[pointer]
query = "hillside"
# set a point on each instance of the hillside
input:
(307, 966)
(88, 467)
--
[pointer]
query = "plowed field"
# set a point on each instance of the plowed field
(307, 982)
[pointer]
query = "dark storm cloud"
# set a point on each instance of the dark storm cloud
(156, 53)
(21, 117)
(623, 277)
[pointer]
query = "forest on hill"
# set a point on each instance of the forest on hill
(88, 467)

▸ **Your task**: Copy every line above that contains the word "plowed".

▸ **Solution to the problem**:
query = "plowed field"
# set a point on each instance of the plowed field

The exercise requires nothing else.